## [Metin bölümü]
+ + +

Menu

Türlü telaşların karşılığında; bedenim yorgun düşüp yığıldığımda, geride bırakacaklarım yalnızca gözyaşı olmamalı..

                Rüzgarın geldiği yöne doğru giderek ne kadar yanlış yaptığımı anlayacaktım.. Ama henüz üşümemiştim.. Çevremi yorgun gözlerle irdelerken; ilerliyordum, rüzgarın dudağına doğru..  İçime içime sokuluyordu soğuk.. İç karartan,  mekanik bir ses işitiliyordu.. Bir iş makinesinin paletlerinin çıkardığı, yapay ve saçma bir sesti..

                Bir takım insanlar balık tutuyordu iskelede.. Bir süre izlemekle yetindim.. Balığa gittiğim olmuştur.. Balığın oltaya yakalandığı ve balıkçının çektiği o an tatmin de olmuşumdur.. Heyecanlanıyordu insan.. Bir, iki, üç, dört, beş,.. Ve heyecan kayboluyordu.. Bundan sonrası ihtiras ve katledişe giriyordu benim gözümde.. Ve uzaklaştım oradan.. Katliamı önleyemiyorsanız, en azından uzaklaşın derim.. Yoksa, kana ortak olmanız işten bile değildir..

+ + +

## [Kayıtlı veriler]
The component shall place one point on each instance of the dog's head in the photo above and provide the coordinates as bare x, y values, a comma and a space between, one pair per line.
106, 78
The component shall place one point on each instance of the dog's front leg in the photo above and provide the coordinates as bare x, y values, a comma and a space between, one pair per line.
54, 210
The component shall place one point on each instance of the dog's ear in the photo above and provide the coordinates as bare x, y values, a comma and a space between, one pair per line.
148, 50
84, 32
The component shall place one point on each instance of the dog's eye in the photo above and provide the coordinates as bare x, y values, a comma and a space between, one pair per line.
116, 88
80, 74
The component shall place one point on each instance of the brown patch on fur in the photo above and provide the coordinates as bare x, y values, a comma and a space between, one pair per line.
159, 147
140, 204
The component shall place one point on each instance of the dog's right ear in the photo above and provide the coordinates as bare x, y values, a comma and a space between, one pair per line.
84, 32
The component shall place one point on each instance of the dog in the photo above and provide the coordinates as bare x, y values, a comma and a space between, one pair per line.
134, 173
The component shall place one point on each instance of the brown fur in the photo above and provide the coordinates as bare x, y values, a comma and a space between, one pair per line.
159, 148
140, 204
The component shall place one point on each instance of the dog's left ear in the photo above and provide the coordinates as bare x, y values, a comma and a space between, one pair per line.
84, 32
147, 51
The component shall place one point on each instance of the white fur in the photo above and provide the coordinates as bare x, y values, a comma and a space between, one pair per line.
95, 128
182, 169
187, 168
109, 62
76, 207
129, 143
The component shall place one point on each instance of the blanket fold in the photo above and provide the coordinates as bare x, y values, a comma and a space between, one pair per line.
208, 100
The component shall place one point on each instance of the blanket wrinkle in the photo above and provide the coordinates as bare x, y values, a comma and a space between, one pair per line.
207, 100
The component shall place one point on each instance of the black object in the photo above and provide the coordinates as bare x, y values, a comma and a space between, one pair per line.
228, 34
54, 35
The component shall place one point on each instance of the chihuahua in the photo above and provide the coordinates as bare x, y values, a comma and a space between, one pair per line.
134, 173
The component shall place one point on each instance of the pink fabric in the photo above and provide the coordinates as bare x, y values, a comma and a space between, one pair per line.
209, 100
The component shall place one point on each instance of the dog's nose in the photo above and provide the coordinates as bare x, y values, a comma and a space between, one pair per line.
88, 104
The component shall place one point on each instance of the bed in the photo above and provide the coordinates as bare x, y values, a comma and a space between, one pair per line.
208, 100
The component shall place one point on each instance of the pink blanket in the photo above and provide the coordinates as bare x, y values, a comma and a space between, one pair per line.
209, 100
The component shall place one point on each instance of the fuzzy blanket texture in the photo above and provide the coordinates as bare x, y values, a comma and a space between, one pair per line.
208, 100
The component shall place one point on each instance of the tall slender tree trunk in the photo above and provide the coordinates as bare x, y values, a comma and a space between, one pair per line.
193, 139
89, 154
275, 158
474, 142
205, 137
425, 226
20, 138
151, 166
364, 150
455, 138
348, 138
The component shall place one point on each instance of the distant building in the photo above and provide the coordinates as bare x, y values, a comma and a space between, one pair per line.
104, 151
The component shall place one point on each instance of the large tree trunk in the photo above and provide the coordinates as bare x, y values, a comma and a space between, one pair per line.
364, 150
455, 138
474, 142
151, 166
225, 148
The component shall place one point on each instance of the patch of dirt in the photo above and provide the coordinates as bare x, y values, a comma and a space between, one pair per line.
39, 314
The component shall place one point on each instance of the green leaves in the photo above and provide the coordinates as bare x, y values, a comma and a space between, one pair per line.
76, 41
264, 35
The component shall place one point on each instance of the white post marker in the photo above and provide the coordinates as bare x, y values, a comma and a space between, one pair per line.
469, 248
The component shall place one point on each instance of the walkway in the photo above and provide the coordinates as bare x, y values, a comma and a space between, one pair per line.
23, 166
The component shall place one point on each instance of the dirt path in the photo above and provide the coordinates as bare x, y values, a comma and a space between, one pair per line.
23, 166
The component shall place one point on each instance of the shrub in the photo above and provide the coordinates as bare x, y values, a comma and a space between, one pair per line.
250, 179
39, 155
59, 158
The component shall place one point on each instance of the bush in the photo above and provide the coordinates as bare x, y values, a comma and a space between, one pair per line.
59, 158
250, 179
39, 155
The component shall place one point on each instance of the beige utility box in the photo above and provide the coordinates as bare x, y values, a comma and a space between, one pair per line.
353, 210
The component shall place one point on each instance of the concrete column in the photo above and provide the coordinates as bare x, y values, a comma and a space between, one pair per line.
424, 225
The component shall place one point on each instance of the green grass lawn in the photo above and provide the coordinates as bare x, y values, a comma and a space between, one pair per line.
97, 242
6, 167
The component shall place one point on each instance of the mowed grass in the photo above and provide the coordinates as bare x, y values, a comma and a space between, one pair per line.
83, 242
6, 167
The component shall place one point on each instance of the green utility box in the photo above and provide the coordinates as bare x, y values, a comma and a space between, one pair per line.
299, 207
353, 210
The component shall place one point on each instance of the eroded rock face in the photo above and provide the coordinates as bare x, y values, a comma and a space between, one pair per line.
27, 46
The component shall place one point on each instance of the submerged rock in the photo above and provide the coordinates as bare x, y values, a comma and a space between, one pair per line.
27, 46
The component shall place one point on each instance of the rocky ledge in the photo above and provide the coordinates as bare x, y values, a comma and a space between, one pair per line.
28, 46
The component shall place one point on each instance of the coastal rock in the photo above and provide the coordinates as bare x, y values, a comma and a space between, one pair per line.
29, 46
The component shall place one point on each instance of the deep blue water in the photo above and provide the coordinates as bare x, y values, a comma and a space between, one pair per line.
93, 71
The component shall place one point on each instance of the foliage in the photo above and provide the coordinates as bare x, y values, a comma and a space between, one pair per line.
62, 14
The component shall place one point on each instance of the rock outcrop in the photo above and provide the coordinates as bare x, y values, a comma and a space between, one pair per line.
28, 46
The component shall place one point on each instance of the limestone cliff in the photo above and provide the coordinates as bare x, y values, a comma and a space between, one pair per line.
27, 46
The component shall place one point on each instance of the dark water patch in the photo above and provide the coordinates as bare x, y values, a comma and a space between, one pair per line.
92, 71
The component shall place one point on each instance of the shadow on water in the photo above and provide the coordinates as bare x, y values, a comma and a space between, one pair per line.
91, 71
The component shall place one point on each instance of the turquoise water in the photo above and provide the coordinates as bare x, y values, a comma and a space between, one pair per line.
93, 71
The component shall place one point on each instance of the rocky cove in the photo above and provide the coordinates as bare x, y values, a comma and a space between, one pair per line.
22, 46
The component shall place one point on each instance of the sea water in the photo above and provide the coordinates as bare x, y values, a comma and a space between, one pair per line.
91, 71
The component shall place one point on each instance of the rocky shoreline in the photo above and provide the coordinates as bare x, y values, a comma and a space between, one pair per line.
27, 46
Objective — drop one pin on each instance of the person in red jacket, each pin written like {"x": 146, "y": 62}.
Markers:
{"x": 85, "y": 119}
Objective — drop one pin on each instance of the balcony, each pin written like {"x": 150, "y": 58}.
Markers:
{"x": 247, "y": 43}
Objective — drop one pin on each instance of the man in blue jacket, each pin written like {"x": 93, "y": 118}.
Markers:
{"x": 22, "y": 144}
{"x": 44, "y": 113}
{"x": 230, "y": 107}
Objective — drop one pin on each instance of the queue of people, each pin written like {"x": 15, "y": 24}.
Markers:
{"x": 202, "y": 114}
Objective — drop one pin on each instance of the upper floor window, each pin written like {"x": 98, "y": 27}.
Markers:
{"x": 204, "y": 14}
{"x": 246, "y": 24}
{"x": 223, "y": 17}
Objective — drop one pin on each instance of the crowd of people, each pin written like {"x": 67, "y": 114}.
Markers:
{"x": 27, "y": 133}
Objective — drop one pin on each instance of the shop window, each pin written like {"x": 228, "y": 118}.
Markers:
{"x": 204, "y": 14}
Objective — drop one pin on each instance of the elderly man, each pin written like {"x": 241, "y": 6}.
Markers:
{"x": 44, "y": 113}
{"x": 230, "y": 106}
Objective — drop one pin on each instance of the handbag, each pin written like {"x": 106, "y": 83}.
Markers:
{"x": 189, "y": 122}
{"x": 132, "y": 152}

+ + +

## [Verilen görev]
Metinde iskeledeki balıkçıları izlerken sayılan sayıların hepsini sırasıyla yazın.

## [Çözümlü cevap]
Bir, iki, üç, dört, beş